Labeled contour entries
* * *

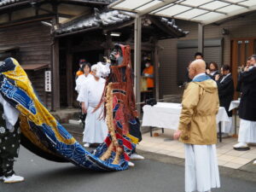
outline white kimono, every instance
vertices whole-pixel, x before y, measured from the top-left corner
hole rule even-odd
[[[0,103],[3,107],[3,119],[6,120],[6,128],[11,131],[18,120],[20,112],[6,102],[1,94]]]
[[[89,73],[87,76],[83,74],[83,75],[80,75],[79,77],[78,77],[78,79],[76,79],[75,90],[78,91],[78,93],[79,93],[82,85],[86,82],[86,80],[88,80],[91,77],[92,77],[92,75],[90,73]]]
[[[102,143],[108,135],[108,127],[103,116],[103,106],[93,113],[103,94],[105,79],[94,77],[87,79],[81,86],[78,101],[84,102],[87,109],[83,142],[89,143]]]

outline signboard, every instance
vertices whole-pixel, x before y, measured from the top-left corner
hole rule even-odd
[[[51,92],[51,71],[45,71],[44,73],[45,88],[46,92]]]

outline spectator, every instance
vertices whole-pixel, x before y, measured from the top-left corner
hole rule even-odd
[[[195,60],[189,66],[192,82],[184,90],[178,130],[185,148],[185,191],[210,191],[219,188],[216,154],[216,114],[218,96],[216,83],[206,74],[206,63]]]
[[[145,64],[146,68],[143,72],[143,76],[147,78],[148,90],[153,90],[154,89],[154,67],[151,65],[149,60]]]
[[[240,129],[236,150],[248,150],[248,143],[256,143],[256,55],[251,57],[251,66],[240,74],[242,84],[239,105]]]
[[[248,68],[251,66],[251,56],[249,56],[247,58],[247,63],[246,63],[246,67],[244,67],[244,65],[242,65],[241,67],[238,67],[238,79],[237,79],[237,85],[236,85],[236,90],[238,92],[241,92],[241,89],[242,89],[242,84],[240,81],[240,74],[241,73],[244,72],[245,68]]]
[[[194,55],[195,60],[203,60],[204,55],[201,52],[196,52]]]

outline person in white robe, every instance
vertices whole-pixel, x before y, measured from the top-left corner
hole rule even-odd
[[[80,89],[84,84],[85,84],[86,80],[92,77],[90,73],[90,64],[89,62],[85,62],[82,66],[82,69],[84,71],[84,74],[78,77],[76,79],[76,87],[75,90],[79,93]]]
[[[206,74],[206,62],[195,60],[189,67],[192,80],[184,90],[178,130],[185,148],[185,191],[211,191],[219,188],[217,161],[216,114],[219,108],[218,87]]]
[[[108,135],[108,126],[103,119],[103,104],[95,108],[101,102],[106,80],[96,74],[97,66],[91,67],[92,78],[81,86],[78,101],[81,102],[82,111],[87,113],[83,142],[84,147],[90,143],[102,143]]]

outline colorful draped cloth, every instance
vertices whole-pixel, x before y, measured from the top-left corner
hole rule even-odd
[[[14,58],[8,58],[0,65],[0,93],[20,112],[21,144],[37,154],[51,160],[70,161],[91,170],[128,168],[123,154],[118,164],[113,164],[111,158],[100,159],[108,149],[106,144],[92,154],[86,151],[39,102],[26,73]]]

* * *

TASK TO CARRY OUT
Reproduce the data word for word, excluding its pictures.

SOLUTION FOR THIS PROBLEM
outline white kimono, every instance
vertices whole-pixel, x before y, measured from the top-left corner
hole rule even-odd
[[[0,103],[3,107],[3,119],[6,120],[6,128],[11,131],[18,120],[20,112],[6,102],[1,94]]]
[[[89,73],[87,76],[83,74],[83,75],[80,75],[79,77],[78,77],[78,79],[76,79],[75,90],[78,91],[78,93],[79,93],[82,85],[86,82],[86,80],[88,80],[91,77],[92,77],[92,75],[90,73]]]
[[[102,143],[108,135],[108,127],[103,116],[103,106],[93,113],[103,94],[105,79],[94,77],[87,79],[81,86],[78,101],[84,102],[87,109],[83,142],[89,143]]]

outline signboard, every instance
vertices whole-pixel, x before y, measured from the top-left corner
hole rule even-odd
[[[51,92],[51,71],[45,71],[44,73],[45,88],[46,92]]]

outline spectator, every instance
vertices whole-pixel, x before y, measured from the top-left corner
hole rule even-odd
[[[195,60],[189,66],[192,82],[184,90],[178,130],[185,148],[185,191],[210,191],[219,188],[216,154],[216,114],[218,96],[216,83],[206,74],[206,63]]]
[[[145,64],[146,68],[143,72],[143,76],[147,78],[148,90],[153,90],[154,89],[154,67],[151,65],[149,60]]]
[[[240,129],[236,150],[248,150],[248,143],[256,143],[256,55],[251,57],[251,66],[240,74],[242,84],[239,105]]]
[[[248,68],[251,66],[251,56],[249,56],[247,58],[247,63],[246,63],[246,67],[244,67],[244,65],[242,65],[241,67],[238,67],[238,79],[237,79],[237,85],[236,85],[236,90],[238,92],[241,92],[241,89],[242,89],[242,84],[240,81],[240,74],[241,73],[244,72],[245,68]]]
[[[194,55],[195,60],[203,60],[204,55],[201,52],[196,52]]]

outline person in white robe, every instance
vertices whole-pixel, x before y, measured from the top-left corner
hole rule even-odd
[[[80,89],[84,84],[85,84],[86,80],[92,77],[90,73],[90,64],[89,62],[85,62],[82,66],[82,69],[84,71],[84,74],[78,77],[76,79],[76,87],[75,90],[79,93]]]
[[[206,74],[206,62],[195,60],[189,67],[192,80],[184,90],[178,130],[185,148],[185,191],[211,191],[219,188],[217,161],[216,114],[219,108],[218,87]]]
[[[108,135],[108,126],[103,119],[103,104],[95,108],[101,102],[106,80],[96,74],[97,66],[91,67],[92,78],[81,86],[78,101],[81,102],[82,111],[87,113],[83,142],[84,147],[90,143],[102,143]]]

outline colorful draped cloth, every instance
vertices whole-pixel, x before y, measured from the top-left corner
hole rule even-odd
[[[14,58],[8,58],[0,65],[0,93],[20,112],[21,144],[37,154],[51,160],[70,161],[91,170],[128,168],[123,154],[118,164],[113,164],[111,158],[100,159],[108,149],[106,144],[92,154],[86,151],[39,102],[26,73]]]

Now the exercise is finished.